DIRECTIONS » Render each line from the beginning of the rows through the line containing "point(236, 193)" as a Markdown table with columns Number and Line, skipping any blank lines. Omit the pictures from your answer.

STORED ROWS »
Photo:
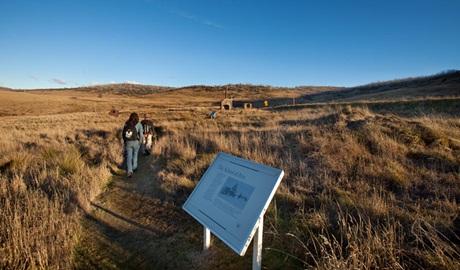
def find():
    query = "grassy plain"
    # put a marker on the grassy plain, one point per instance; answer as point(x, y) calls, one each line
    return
point(365, 186)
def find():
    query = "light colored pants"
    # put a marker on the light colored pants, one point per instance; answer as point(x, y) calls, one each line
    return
point(131, 152)
point(147, 144)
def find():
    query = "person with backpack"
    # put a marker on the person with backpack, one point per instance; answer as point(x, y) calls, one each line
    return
point(132, 134)
point(149, 133)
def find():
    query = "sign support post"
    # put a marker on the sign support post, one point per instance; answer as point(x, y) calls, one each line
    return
point(257, 246)
point(230, 201)
point(207, 239)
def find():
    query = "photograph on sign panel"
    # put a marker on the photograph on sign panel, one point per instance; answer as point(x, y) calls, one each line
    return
point(236, 193)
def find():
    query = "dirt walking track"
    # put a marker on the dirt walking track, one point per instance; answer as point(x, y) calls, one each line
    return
point(131, 227)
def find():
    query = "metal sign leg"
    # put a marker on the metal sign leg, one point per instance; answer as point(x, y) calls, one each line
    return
point(207, 239)
point(257, 246)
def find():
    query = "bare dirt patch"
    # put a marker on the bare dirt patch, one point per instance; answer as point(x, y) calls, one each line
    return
point(131, 226)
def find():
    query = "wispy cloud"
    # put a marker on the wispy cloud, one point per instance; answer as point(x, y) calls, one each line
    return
point(58, 81)
point(196, 19)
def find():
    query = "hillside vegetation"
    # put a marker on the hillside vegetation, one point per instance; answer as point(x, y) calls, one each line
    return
point(369, 184)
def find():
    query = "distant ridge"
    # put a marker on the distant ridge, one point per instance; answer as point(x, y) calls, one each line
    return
point(444, 84)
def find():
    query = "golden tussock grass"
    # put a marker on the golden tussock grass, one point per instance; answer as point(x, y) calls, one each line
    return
point(362, 190)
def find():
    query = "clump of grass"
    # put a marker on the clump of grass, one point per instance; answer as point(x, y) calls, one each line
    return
point(352, 190)
point(46, 183)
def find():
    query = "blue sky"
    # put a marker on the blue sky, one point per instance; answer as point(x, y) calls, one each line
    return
point(71, 43)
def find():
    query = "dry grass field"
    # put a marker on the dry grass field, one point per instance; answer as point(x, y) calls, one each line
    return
point(369, 184)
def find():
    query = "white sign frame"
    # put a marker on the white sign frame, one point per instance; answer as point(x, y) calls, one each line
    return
point(232, 197)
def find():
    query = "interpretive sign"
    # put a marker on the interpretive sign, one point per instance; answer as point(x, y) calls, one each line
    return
point(231, 197)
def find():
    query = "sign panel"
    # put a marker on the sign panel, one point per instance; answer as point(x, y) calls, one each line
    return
point(231, 197)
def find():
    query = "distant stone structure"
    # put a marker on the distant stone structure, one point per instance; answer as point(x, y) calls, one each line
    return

RESPONSE FOR THIS EXERCISE »
| Number | Line |
|---|---|
| 1 | Photo: |
| 2 | def find(): |
| 3 |     query = "grassy plain" |
| 4 |     # put a marker on the grassy plain, one point per instance; answer as point(x, y) calls, one each line |
| 5 |     return |
| 6 | point(365, 186) |
| 7 | def find(): |
| 8 |     query = "light colored pants" |
| 9 |     # put a marker on the light colored pants, one point per instance; answer as point(x, y) calls, one each line |
| 10 |     return |
| 11 | point(131, 152) |
| 12 | point(147, 144) |
| 13 | def find(): |
| 14 |     query = "person with backpack" |
| 15 |     # put a marker on the person with backpack, one point per instance; answer as point(x, y) calls, one each line |
| 16 |     return |
| 17 | point(132, 134) |
| 18 | point(149, 133) |
| 19 | def find(): |
| 20 |     query = "sign support post" |
| 21 |     # put a marker on the sign support post, one point per instance; answer as point(x, y) calls, one each line |
| 22 |     return |
| 23 | point(257, 246) |
| 24 | point(230, 201) |
| 25 | point(207, 239) |
| 26 | def find(): |
| 27 |     query = "photograph on sign panel" |
| 28 |     # put a marker on the photograph on sign panel, one point per instance; answer as point(x, y) calls, one each line |
| 29 |     return |
| 30 | point(236, 193) |